**TEXT TO READ**
▬▬▬▬▬▬▬▬▬▬

Ben
Ehrenreich's account of his time spent in the West Bank, mainly in
the village of Nabi Saleh, is a forceful journalistic record of the
experience of Palestinians, supported
by Israeli
and foreign activists, who
oppose
the Occupation, run by the state of Israel and delivered by various
arms of the Israeli Defence Forces (IDF) and other state agencies.
As
well as descriptions of protests and violent put-downs, the book
includes historical and political background to provide information
and context. It is useful for readers new to the contemporary story
of Palestine.
As
is often the case with Western activists and journalists in
colonialist settings, Ehrenreich's best relationships locally are
with the children. He has full and frank engagements with many
adults, notably Bassem and Nariman Tamimi, with whom
he lodges for part of the time. They are active and experienced in
the resistance to the Occupation which, in Nabi Saleh, focusses on a
spring well
and the land around it. A weekly march to the well, now occupied by
the IDF and an Israeli settler community, to protest at
the usurpation of the
land
and the water, is the primary act of resistance. These
Friday actions - various combinations of march, protest, violence by
the IDF, with tear gas, stun grenades, 'stink water' cannon, rioting
and stone throwing by young villagers - provide a metronomic beat
throughout the book.

▬▬▬▬▬▬▬▬▬▬

**PROVIDED DATA**
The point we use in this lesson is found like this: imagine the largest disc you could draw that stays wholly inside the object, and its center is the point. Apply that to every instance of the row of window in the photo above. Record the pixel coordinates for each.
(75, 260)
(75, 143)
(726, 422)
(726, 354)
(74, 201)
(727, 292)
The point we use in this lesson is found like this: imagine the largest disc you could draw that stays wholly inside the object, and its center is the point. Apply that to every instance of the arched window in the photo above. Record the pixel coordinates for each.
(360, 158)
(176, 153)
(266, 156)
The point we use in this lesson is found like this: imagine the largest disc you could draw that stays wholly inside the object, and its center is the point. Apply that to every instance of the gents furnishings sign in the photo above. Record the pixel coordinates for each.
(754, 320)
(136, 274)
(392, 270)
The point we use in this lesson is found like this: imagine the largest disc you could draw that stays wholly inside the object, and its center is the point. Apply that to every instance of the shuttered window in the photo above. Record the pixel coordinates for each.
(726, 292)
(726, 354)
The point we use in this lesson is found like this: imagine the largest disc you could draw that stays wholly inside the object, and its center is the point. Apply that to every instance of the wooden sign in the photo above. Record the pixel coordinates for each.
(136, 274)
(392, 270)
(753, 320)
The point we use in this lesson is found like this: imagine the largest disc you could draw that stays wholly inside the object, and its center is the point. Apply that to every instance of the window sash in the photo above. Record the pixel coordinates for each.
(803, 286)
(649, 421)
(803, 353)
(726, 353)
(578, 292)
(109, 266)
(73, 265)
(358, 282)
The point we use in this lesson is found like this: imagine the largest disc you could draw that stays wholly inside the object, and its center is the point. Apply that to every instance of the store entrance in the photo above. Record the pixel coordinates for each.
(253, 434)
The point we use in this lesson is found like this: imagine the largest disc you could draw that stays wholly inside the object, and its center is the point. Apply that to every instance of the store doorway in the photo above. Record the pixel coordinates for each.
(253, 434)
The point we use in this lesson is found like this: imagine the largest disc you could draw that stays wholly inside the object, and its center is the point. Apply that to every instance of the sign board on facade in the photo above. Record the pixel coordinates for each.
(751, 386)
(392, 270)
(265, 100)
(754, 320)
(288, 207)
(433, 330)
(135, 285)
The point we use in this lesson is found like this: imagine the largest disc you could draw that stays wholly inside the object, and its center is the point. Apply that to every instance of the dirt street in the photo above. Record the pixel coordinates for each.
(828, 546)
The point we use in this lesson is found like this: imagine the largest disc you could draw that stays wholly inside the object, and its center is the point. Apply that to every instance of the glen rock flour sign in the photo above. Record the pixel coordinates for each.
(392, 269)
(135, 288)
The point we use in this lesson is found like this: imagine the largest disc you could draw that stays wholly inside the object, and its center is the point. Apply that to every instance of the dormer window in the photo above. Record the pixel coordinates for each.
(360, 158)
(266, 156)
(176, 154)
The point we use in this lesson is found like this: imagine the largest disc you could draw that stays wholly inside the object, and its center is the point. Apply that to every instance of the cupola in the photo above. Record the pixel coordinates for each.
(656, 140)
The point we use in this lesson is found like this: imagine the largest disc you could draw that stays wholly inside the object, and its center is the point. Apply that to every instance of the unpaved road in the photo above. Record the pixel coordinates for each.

▬▬▬▬▬▬▬▬▬▬

**GIVEN PROBLEM**
Carry on the review of Ben Ehrenreich's book about the West Bank, beginning after its final sentence.

**WRITTEN RESPONSE**
The
term 'embedded', when applied to journalists in war zones, first
received general currency when applied to individuals and their
relationships with Western Allied Militaries in Iraq in 2003.
Ehrenreich is embedded with an extended Palestinian family, their
neighbours and associated Israeli activist-supporters, who are, by
dint of the occupation, engaged in acts of resistance each and
everyday, many of which acts take them into direct conflict with the
Israeli state and its forces.
Ehrenreich
writes 'on the nose' most of the time, in a contemporary, Westernised
journo-voice you would read in feature articles in, say, The
New York Times
or Harpers.
He gamely admits to authorial defensiveness in that he wishes to
offer the redress of story to the world he asserts is currently off
balance. He aspires to
something
more modest than objectivity, which is truth.
He
affirms, with pride, the truth that even in despair and hopelessness,
people continue to resist.
Ehrenreich
is a novelist as well as a journalist and he has a genuine
capacity for story. He brings the reader into the incidents he
witnessed and wrote about, in as far as any outsider can so do.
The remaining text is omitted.